WHAT THE TASK REQUIRES
Copy out all the rows below word for word, but leave out the pictures.

☆ ☆ ☆ ☆ ☆ ☆ ☆

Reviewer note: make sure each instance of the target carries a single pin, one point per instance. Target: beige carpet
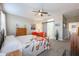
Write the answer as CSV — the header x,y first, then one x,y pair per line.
x,y
57,48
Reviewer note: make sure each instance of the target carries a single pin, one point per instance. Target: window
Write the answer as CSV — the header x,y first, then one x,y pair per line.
x,y
3,22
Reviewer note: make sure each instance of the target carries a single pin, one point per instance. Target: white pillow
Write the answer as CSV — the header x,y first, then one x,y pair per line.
x,y
11,44
25,39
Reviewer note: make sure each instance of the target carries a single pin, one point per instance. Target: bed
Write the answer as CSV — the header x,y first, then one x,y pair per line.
x,y
32,44
26,45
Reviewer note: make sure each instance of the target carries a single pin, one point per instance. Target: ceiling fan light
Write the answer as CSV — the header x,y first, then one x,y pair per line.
x,y
39,14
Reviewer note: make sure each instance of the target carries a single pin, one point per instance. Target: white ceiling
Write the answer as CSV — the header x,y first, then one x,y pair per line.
x,y
25,9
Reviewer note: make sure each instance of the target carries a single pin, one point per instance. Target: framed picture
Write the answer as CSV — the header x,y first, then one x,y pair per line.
x,y
33,27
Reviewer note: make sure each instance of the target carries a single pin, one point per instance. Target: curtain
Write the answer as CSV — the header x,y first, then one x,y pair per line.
x,y
3,23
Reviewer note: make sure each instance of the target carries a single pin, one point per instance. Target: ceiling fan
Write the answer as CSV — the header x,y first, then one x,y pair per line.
x,y
41,12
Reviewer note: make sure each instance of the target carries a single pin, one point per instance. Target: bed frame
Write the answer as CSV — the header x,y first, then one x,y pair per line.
x,y
21,31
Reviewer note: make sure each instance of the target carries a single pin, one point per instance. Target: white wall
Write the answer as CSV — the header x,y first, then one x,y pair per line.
x,y
12,20
58,19
73,29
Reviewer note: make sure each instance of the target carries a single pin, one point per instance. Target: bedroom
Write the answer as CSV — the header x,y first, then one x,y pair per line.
x,y
35,31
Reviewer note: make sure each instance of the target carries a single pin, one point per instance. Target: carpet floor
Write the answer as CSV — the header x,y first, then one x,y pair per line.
x,y
57,48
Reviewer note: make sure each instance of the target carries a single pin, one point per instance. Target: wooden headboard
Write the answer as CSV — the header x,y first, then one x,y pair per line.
x,y
21,31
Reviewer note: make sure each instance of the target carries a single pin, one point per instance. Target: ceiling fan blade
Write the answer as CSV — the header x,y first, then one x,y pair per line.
x,y
44,12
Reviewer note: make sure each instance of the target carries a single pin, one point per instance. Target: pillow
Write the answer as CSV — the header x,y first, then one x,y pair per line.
x,y
11,44
25,39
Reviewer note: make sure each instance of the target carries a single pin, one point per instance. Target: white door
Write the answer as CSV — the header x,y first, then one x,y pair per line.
x,y
50,30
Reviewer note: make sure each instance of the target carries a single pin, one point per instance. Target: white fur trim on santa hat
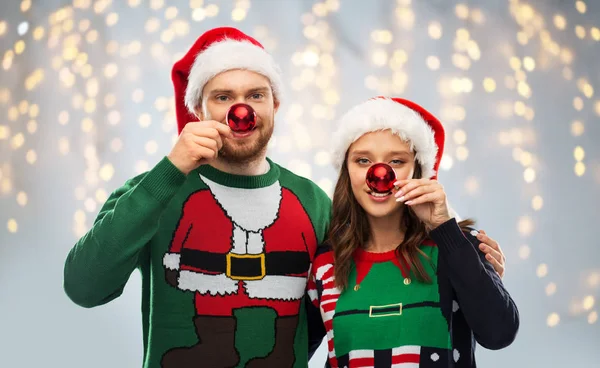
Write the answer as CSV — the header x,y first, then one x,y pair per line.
x,y
171,261
229,55
382,114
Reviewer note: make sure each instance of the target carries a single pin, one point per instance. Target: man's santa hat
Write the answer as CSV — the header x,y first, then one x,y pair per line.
x,y
411,122
215,52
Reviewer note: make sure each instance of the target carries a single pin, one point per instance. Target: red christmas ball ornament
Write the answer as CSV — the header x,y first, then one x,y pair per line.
x,y
381,178
241,118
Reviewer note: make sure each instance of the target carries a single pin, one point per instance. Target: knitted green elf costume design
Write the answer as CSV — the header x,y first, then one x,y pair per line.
x,y
386,317
224,258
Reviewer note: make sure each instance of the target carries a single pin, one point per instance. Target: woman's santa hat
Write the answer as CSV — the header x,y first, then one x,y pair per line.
x,y
411,122
215,52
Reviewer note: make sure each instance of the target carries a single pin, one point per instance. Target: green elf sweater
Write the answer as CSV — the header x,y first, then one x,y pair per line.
x,y
386,318
224,262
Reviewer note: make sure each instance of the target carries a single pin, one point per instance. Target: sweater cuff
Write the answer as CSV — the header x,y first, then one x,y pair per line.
x,y
449,235
163,181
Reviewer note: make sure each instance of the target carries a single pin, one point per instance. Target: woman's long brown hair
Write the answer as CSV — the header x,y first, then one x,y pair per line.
x,y
350,230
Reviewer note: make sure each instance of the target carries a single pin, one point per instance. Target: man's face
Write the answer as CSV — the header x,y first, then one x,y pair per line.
x,y
241,86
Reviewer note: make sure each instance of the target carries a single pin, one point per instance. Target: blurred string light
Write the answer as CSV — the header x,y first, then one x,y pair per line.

☆ ☆ ☆ ☆ ☆ ☆ ☆

COMPLETED EXERCISE
Reviewer note: make sure each instance of the target carries a single pin, one point per instance. Target: beige carpet
Write the answer as CSV — the header x,y first, then one x,y pair per line.
x,y
57,48
Reviewer note: make sure each instance of the target carries a single pin, one point per instance. Target: window
Write the answer as CSV — the header x,y first, then one x,y pair per line.
x,y
3,22
Reviewer note: make sure each instance of the target carries a single pin, one point per instance. Target: white pillow
Write the answer as CSV — the header x,y first, then one x,y pair per line.
x,y
11,44
25,39
Reviewer note: make sure each instance of the target carries a single pin, one point per instance. Target: bed
Write the answer as CSV — the header x,y first, then one x,y pair per line.
x,y
32,44
26,45
Reviewer note: make sure each instance of the target carries a single pin, one point per instance. Target: ceiling fan light
Write the answer as CSV — the header x,y first, then one x,y pair per line.
x,y
39,14
Reviewer note: make sure each instance of the target carries a single pin, one point per instance. Target: white ceiling
Write the answer as CSV — the header x,y first, then one x,y pair per line.
x,y
25,9
Reviewer note: make sure each instance of the target carries a single pin, one point per instance. Target: framed picture
Write the answer as CSV — the header x,y first, then one x,y pair per line.
x,y
33,27
Reviewer note: make sure each instance of the target carries a single pin, one point per instance. Target: curtain
Write the answer as CSV — the header x,y first, then one x,y pair per line.
x,y
3,23
Reviewer note: make sure each instance of the target carries a single pin, one point per instance. Target: ceiling fan
Write the answer as CSV — the header x,y first, then one x,y pair per line.
x,y
41,12
Reviewer note: make sure each instance of the target carries a single pin, one point per instance. Target: bed frame
Write the answer as CSV — the header x,y first, then one x,y pair per line.
x,y
21,31
Reviewer note: make sure each instance of the target carries a single pin, one point per instance. Target: white wall
Write the answer as CSV — the header x,y first, then one x,y pair per line.
x,y
12,20
58,19
73,29
Reviewer note: make sure each instance of the target carries a single pin, one point per instance. Target: bedroom
Write the answer as CSV — the header x,y first, then one x,y pair per line.
x,y
35,31
Reviewer note: make sure each instance of the target carries a single pin, one point per instance. Target: carpet floor
Write the answer as CSV — the header x,y first, then one x,y pair per line.
x,y
57,48
Reviewer note: make sure each instance of the target carries a single pin, one point per instance. Target: wooden headboard
Write the answer as CSV — the header x,y first, then one x,y pair per line.
x,y
21,31
Reviewer note: make sure each instance of the target carries a single pin, one point per instance. Target: ceiling fan blade
Write the answer as CSV — the header x,y first, then one x,y pair per line.
x,y
44,12
Reviewer note: make sure each instance of the target carries a single pin, one point per instance. Target: pillow
Write the answer as CSV — the header x,y first, then one x,y pair per line.
x,y
11,44
25,39
Reviewer note: make sure each instance of the target carries a single pin, one point per instance. Target: white door
Write the answer as CSV — the header x,y first, then one x,y pair per line.
x,y
50,30
Reviewer note: make sure each instance of the target carries a single pin, one point per instance. Target: white fur trim on santa hat
Write the answer as CSV — the header x,y first, then one x,y pair per line.
x,y
171,261
229,55
382,114
Reviewer note: make sure each instance of the target carries a single pin, one point per instance. Target: man's santa hat
Write the answer as CSV — the header x,y first, then one x,y pair per line.
x,y
411,122
215,52
Reviewer note: make sure each instance of the target carries a single pin, one point per instance. Target: red christmas ball ornament
Write the answer as CSV — the header x,y first, then one x,y pair per line.
x,y
381,178
241,118
Reviewer note: make sure each instance of the target carries a single pin, one point per instance. Target: knitted green elf costume design
Write the answer as CSV — the header x,y first, then one x,y pair per line.
x,y
386,317
224,258
Reviewer note: make sure each instance of the target carries a single pin, one point per instance. Target: woman's santa hat
Write the answer as CSV — the header x,y first, then one x,y pair per line.
x,y
411,122
215,52
Reviewer note: make sure each instance of the target carries a single pin, one point per instance. Target: green elf sweater
Write the answer as CSV — the header x,y first, then one x,y pair per line.
x,y
386,318
224,262
Reviewer note: make sure each instance of the target carries a single pin, one point per instance. Target: sweater cuff
Write the answer as CSV — the header x,y first, then one x,y pair per line.
x,y
449,235
163,181
Reviewer note: make sure each instance of the target carries a single pin, one point per instance. Target: woman's long brown hair
Write the answer as CSV — the header x,y first, then one x,y pair per line.
x,y
350,230
Reviewer note: make sure each instance of the target carries a single pin, one point per instance. Target: man's face
Write the answer as CSV — the header x,y first, then one x,y pair per line.
x,y
241,86
Reviewer note: make sure each instance of the target carries a single pin, one point per instance. Target: blurred string light
Write the answer as CSV — the header x,y first, then one x,y pair per line.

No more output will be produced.